** begin PASSAGE TO READ **

Let there be no mistake: on the Russian question, the IOC wants to take its time. A lot of time. The IOC has no intention of rushing to a final decision on the presence of athletes carrying Russian and Belarusian passports at the Paris 2024 Games.
Thomas Bach, its President, explained, repeated and hammered it home without ever losing patience, on Tuesday July 18, on the occasion of an online round table with almost 200 international media: the time for a decision has not yet come. It’s not even in the pipeline.
“We won’t be making any decisions over the summer, said the German CEO from the Olympic House in Lausanne. We’re going to take our time and be as confident as possible when the time comes to choose. I can’t imagine that will be the case at the next session, in October 2023 in India. Today, it’s difficult to give you a deadline. We want to do things diligently. We want to see and analyze how things are going on the competition field, in the qualifying events where neutral individual athletes carrying Russian or Belarusian passports are present. So far, so good. But it’s too early to make a decision.”

** end PASSAGE TO READ **

GIVEN EXERCISE 1 →
Restate the passage about the IOC and Russian athletes, starting with "Let there be" and going on through "in the pipeline.", swapping "IOC" for "Olympic committee".
The listing that comes next is unrelated to the passage about the IOC.

** begin DATASET RECORDS **

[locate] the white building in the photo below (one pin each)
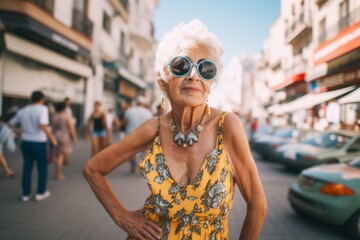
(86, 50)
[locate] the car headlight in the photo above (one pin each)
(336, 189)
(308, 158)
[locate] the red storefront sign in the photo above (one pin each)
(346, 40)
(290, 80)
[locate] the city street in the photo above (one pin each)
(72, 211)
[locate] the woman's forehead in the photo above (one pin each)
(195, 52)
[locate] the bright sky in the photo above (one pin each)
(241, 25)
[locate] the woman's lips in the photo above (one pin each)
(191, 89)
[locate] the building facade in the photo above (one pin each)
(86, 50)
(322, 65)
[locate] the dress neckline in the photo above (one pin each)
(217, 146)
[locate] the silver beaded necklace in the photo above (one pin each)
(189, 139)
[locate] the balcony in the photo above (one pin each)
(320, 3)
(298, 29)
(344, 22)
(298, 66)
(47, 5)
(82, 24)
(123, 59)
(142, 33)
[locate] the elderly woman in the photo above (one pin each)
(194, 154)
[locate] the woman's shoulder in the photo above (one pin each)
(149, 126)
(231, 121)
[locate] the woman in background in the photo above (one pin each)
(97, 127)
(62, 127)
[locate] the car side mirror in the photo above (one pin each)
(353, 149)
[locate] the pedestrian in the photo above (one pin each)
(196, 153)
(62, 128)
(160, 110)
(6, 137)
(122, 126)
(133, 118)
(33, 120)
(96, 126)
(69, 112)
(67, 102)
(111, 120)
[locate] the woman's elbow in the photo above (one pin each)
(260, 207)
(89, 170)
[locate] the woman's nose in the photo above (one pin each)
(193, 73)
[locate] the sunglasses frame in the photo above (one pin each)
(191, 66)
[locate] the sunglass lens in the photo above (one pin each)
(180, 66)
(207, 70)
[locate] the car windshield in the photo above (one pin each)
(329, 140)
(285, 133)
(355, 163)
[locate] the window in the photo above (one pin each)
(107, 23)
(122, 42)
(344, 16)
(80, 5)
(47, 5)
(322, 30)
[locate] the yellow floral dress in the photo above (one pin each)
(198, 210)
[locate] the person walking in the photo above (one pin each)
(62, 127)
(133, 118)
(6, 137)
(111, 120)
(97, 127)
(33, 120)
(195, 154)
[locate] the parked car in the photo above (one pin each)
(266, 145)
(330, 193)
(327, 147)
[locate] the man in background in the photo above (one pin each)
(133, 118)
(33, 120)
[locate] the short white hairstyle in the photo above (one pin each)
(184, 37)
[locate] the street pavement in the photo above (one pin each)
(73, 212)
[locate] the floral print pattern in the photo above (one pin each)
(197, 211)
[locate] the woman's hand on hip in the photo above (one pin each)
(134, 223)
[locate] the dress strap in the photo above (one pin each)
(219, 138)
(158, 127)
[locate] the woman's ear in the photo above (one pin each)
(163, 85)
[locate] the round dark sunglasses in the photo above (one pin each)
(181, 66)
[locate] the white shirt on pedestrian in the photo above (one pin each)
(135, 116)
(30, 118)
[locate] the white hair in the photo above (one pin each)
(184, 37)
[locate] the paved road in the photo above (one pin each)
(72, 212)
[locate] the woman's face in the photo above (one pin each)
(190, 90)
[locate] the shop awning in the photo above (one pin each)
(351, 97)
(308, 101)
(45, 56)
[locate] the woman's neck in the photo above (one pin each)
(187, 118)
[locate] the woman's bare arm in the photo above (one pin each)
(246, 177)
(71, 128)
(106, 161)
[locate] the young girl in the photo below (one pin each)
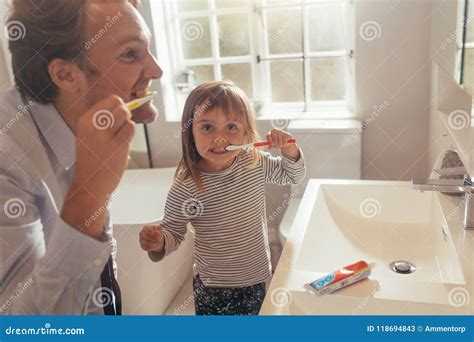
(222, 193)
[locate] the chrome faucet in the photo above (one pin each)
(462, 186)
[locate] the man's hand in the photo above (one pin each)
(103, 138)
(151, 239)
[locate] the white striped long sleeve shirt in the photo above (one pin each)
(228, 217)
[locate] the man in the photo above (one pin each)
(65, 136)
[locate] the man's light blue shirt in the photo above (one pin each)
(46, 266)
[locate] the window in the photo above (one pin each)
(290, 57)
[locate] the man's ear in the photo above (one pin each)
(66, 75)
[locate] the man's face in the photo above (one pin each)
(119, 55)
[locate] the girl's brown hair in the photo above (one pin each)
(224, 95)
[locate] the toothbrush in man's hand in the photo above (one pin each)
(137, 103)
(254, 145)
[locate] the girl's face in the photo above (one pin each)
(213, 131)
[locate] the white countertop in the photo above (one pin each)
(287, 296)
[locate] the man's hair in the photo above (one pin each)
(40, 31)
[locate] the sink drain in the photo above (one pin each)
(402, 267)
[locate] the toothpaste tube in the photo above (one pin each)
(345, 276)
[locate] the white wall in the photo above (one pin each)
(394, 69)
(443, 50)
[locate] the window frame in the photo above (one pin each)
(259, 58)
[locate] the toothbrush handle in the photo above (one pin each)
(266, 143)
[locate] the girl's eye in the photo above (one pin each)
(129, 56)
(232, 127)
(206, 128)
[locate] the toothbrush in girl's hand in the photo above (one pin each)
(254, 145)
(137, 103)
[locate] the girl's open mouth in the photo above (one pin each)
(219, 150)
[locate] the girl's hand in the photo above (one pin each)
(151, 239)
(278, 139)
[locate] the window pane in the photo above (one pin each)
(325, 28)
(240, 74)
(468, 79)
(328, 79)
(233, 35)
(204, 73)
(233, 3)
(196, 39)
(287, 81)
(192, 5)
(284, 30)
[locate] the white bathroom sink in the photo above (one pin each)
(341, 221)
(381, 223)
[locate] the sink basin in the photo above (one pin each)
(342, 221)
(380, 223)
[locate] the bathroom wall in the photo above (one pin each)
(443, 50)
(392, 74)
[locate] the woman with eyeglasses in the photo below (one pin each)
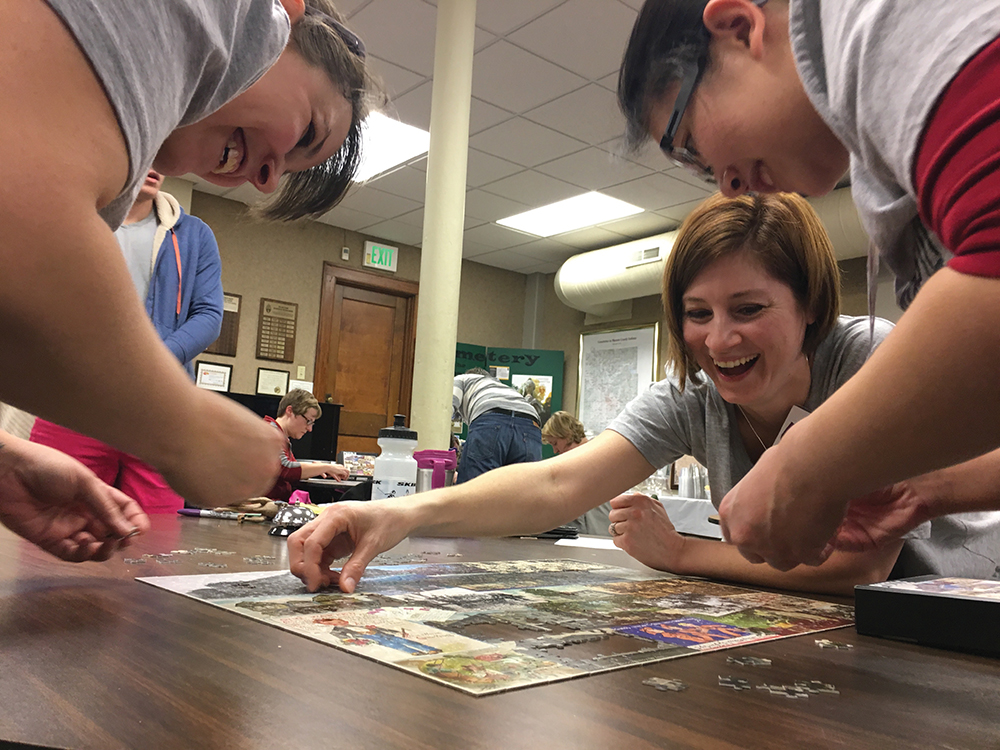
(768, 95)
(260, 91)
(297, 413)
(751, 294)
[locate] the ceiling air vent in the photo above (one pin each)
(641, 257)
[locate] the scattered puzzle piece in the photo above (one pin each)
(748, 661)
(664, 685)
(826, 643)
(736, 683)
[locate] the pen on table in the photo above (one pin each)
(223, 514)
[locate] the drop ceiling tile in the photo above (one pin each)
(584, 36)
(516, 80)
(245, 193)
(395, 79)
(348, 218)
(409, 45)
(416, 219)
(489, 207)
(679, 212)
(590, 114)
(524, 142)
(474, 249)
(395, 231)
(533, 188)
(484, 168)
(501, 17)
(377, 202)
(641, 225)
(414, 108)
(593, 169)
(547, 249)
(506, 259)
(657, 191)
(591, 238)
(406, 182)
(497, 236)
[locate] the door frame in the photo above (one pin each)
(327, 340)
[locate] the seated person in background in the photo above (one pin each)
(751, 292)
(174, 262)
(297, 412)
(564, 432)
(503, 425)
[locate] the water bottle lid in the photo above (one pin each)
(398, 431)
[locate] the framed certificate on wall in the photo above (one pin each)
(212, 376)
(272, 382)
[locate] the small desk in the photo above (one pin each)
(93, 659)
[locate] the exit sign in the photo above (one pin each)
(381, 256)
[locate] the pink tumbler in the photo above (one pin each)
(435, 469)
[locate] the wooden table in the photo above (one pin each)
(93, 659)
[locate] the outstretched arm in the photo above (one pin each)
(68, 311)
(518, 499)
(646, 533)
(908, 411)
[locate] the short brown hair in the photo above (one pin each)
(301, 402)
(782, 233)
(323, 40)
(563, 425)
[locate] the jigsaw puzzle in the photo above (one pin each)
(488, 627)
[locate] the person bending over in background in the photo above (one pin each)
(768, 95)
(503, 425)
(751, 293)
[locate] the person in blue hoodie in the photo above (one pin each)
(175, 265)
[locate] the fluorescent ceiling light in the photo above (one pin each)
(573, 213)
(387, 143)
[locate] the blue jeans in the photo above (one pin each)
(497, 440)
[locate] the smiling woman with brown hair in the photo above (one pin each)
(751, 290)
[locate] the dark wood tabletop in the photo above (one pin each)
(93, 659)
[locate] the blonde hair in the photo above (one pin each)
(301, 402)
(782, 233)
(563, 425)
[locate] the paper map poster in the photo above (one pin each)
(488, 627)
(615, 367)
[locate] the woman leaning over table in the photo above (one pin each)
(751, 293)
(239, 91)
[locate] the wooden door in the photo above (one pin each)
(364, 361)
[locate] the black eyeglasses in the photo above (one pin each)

** end DATASET RECORDS **

GIVEN EXERCISE 2 →
Transcribe the lines of the listing starting with the line with "[locate] the paper" and going on through the end of the listing.

TASK OUTPUT 1 →
Let there be no mistake: on the Russian question, the Olympic committee wants to take its time. A lot of time. The Olympic committee has no intention of rushing to a final decision on the presence of athletes carrying Russian and Belarusian passports at the Paris 2024 Games.
Thomas Bach, its President, explained, repeated and hammered it home without ever losing patience, on Tuesday July 18, on the occasion of an online round table with almost 200 international media: the time for a decision has not yet come. It’s not even in the pipeline.

TASK OUTPUT 2 →
[locate] the paper map poster in the photo above (one pin each)
(488, 627)
(615, 367)
[locate] the woman leaning over table in the photo above (one pin each)
(751, 293)
(239, 91)
[locate] the wooden door in the photo above (one pin each)
(364, 361)
[locate] the black eyeglasses in the photo above (one pin each)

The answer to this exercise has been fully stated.